### [Exercise materials]
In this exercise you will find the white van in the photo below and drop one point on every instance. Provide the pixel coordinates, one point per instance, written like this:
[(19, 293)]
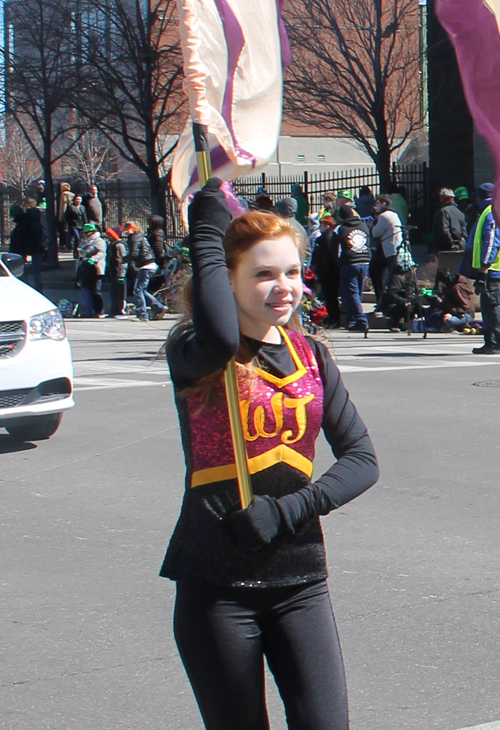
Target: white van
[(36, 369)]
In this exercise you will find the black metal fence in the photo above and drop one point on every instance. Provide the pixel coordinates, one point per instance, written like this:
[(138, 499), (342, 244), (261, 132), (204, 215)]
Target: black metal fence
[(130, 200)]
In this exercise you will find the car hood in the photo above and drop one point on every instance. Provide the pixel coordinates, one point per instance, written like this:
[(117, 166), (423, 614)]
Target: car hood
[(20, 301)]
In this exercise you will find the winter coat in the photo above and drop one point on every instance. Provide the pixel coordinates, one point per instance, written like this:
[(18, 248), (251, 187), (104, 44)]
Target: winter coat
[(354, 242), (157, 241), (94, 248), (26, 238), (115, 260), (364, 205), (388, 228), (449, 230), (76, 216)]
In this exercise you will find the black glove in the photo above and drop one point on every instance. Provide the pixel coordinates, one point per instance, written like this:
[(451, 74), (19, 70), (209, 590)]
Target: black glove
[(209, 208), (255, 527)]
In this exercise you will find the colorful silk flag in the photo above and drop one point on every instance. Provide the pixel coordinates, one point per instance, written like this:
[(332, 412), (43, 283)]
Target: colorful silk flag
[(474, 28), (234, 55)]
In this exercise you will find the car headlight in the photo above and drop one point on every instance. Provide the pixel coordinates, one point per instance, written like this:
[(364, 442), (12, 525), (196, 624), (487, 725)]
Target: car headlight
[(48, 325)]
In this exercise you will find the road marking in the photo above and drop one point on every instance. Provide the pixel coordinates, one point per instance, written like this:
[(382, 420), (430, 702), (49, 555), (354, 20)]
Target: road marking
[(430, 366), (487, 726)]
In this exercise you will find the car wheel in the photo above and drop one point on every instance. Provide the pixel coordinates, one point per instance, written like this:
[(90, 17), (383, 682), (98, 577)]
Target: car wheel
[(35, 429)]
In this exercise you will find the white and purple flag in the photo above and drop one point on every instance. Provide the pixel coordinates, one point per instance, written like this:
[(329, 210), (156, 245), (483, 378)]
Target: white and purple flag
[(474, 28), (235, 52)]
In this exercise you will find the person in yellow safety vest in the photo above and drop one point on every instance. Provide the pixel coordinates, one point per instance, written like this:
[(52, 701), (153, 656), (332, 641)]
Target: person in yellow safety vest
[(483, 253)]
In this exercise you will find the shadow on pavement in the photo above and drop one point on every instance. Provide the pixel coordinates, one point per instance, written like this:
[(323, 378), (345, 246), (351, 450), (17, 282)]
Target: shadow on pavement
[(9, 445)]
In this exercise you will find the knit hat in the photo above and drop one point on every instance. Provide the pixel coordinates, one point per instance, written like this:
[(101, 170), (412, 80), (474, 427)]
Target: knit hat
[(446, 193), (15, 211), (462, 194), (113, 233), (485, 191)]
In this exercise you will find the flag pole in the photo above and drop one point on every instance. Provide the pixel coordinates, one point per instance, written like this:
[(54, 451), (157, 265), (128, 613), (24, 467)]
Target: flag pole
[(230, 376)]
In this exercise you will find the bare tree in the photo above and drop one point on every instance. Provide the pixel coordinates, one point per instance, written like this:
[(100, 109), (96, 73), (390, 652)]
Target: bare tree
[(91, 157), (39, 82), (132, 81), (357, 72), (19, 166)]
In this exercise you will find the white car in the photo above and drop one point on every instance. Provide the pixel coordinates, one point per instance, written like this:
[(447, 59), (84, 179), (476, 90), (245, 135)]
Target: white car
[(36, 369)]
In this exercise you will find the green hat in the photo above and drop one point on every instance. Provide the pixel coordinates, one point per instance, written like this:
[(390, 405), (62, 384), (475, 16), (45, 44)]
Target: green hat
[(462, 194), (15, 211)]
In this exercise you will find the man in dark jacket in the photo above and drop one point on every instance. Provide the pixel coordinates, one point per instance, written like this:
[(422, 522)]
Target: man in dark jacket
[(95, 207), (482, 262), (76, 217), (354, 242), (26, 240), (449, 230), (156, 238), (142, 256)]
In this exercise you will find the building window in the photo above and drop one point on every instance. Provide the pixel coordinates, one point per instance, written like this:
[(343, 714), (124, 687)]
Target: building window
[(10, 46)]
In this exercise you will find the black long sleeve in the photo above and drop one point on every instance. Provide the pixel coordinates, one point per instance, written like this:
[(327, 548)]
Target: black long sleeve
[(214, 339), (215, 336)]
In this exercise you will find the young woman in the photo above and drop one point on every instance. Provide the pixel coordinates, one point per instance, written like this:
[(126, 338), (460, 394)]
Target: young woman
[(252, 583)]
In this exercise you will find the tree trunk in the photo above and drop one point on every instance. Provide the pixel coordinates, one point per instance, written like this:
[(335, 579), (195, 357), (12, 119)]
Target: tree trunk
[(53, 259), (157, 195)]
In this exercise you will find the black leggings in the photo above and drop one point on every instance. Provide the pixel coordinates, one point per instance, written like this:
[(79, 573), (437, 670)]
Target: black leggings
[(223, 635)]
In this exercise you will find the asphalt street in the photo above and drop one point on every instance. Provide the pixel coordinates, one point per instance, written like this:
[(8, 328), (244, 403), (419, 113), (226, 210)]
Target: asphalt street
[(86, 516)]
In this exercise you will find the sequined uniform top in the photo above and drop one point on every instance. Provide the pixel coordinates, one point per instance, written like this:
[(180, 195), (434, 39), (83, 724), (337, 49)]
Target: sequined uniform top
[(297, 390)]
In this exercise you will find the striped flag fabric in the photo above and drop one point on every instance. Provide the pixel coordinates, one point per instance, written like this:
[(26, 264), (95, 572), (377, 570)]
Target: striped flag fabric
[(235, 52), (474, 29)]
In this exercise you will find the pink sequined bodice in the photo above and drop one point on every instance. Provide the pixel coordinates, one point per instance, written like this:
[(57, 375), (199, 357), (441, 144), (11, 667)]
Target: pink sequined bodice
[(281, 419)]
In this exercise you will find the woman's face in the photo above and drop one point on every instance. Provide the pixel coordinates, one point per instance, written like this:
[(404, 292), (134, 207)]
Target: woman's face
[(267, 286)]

* * *

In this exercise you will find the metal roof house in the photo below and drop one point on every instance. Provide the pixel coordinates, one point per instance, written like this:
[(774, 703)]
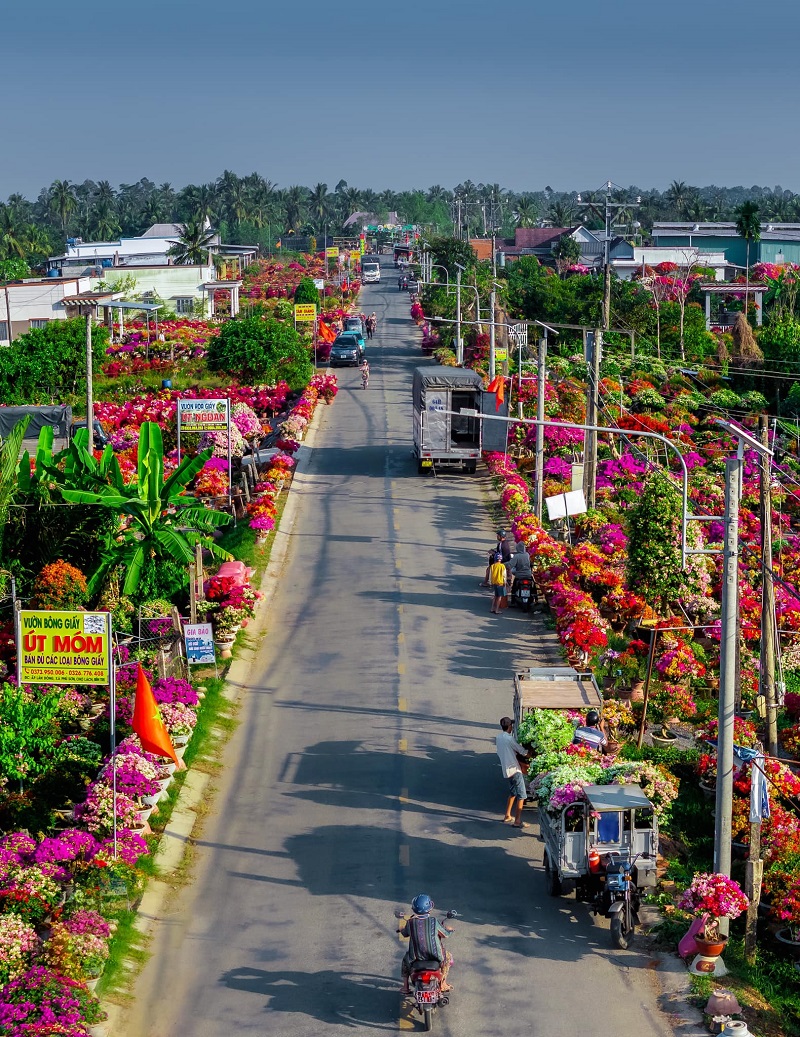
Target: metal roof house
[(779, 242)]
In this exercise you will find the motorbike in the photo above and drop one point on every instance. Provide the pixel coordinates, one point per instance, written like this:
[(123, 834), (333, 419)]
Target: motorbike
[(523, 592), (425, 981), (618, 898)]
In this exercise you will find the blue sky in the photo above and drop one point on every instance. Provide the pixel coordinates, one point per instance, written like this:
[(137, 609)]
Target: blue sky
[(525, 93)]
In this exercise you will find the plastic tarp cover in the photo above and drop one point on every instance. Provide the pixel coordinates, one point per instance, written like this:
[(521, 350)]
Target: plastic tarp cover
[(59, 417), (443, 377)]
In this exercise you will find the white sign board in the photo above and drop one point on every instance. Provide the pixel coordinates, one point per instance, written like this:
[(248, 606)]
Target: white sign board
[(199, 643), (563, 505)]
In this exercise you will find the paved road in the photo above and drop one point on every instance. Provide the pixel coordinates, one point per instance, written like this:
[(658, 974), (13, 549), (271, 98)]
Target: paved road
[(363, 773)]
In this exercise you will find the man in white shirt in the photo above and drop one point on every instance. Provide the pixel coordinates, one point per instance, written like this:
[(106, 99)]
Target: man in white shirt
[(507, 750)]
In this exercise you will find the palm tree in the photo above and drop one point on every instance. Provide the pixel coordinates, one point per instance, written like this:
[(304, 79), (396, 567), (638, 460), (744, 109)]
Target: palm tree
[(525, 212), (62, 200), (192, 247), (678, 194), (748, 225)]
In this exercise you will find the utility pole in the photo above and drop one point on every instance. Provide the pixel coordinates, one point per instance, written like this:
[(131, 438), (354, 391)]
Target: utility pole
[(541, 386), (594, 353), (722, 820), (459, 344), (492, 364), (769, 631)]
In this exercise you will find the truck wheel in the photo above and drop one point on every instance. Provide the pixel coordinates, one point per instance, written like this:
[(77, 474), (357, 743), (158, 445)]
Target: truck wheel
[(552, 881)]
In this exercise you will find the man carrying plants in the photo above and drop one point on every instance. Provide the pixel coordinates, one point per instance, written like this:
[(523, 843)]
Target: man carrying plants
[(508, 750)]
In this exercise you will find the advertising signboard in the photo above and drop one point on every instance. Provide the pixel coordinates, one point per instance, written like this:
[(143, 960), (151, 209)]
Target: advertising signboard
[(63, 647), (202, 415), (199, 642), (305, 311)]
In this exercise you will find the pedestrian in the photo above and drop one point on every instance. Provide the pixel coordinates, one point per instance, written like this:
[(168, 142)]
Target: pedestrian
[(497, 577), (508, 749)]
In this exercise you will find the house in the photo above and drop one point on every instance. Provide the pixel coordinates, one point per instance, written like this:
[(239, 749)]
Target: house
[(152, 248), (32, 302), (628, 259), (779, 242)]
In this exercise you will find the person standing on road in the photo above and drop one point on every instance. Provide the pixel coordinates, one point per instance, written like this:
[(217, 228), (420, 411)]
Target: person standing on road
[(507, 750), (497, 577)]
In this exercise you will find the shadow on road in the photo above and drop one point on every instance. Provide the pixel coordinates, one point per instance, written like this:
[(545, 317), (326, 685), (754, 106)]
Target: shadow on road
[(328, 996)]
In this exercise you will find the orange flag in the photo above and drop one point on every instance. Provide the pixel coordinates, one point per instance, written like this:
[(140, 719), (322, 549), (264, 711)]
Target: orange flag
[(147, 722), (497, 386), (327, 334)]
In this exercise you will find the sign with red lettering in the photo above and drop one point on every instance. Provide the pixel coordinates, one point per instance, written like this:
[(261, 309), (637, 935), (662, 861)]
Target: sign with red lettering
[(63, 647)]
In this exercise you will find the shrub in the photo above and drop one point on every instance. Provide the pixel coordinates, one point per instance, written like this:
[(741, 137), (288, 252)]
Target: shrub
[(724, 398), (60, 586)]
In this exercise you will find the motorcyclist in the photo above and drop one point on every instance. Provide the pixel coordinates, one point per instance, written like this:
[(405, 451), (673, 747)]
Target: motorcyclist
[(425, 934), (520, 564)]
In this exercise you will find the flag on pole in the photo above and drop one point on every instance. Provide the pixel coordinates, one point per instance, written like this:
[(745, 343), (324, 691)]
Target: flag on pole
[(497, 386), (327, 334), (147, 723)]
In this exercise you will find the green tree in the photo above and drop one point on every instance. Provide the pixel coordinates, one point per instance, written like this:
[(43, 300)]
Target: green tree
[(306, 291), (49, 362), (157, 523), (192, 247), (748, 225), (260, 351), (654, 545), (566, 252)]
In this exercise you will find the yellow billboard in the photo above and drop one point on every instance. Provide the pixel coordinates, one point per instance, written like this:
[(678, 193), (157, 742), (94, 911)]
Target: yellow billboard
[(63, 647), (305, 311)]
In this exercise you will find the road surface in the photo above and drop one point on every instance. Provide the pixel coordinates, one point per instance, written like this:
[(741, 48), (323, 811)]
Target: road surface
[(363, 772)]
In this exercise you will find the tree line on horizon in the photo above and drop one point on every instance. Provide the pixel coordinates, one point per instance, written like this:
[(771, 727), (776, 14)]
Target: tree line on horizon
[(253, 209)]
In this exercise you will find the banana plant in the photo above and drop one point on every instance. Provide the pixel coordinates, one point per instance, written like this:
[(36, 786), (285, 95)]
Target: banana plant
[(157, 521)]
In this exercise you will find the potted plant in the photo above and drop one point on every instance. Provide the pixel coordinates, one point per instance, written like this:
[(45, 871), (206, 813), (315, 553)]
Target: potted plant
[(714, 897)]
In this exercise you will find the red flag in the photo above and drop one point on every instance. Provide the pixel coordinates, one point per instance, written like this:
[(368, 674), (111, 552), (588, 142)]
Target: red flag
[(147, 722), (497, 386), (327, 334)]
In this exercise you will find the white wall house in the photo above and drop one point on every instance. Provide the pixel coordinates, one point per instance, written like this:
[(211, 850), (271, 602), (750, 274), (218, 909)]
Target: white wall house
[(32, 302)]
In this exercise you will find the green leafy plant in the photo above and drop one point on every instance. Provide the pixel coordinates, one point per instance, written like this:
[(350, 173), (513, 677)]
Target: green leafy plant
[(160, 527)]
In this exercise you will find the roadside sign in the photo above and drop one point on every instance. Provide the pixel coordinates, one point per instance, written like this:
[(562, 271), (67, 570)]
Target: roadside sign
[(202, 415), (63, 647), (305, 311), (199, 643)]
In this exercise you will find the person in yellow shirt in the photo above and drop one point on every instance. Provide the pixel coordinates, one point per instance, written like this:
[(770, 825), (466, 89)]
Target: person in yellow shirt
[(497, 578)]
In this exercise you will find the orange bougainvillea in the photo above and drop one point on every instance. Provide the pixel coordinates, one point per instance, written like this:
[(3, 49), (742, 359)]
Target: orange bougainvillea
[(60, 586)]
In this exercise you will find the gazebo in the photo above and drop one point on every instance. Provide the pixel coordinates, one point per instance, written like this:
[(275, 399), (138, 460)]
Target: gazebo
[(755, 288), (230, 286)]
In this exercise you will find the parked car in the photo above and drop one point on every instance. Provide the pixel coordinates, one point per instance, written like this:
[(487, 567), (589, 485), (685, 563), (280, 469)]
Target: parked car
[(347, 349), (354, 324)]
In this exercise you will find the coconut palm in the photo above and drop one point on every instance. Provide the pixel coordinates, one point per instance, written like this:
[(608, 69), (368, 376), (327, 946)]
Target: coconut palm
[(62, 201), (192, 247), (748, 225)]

### [Exercise objective]
Wherever the string "below" occurs in the records above, copy that line.

### [Answer space]
In this exercise you will find the white van in the photo below and drop one point on every instance. Provide the pixel coordinates, one point per instance, written like this:
In this exercise you will find the metal roof house in the photo below and drop one point on every instance. Provide the pixel coordinates, one point per instance, written like this:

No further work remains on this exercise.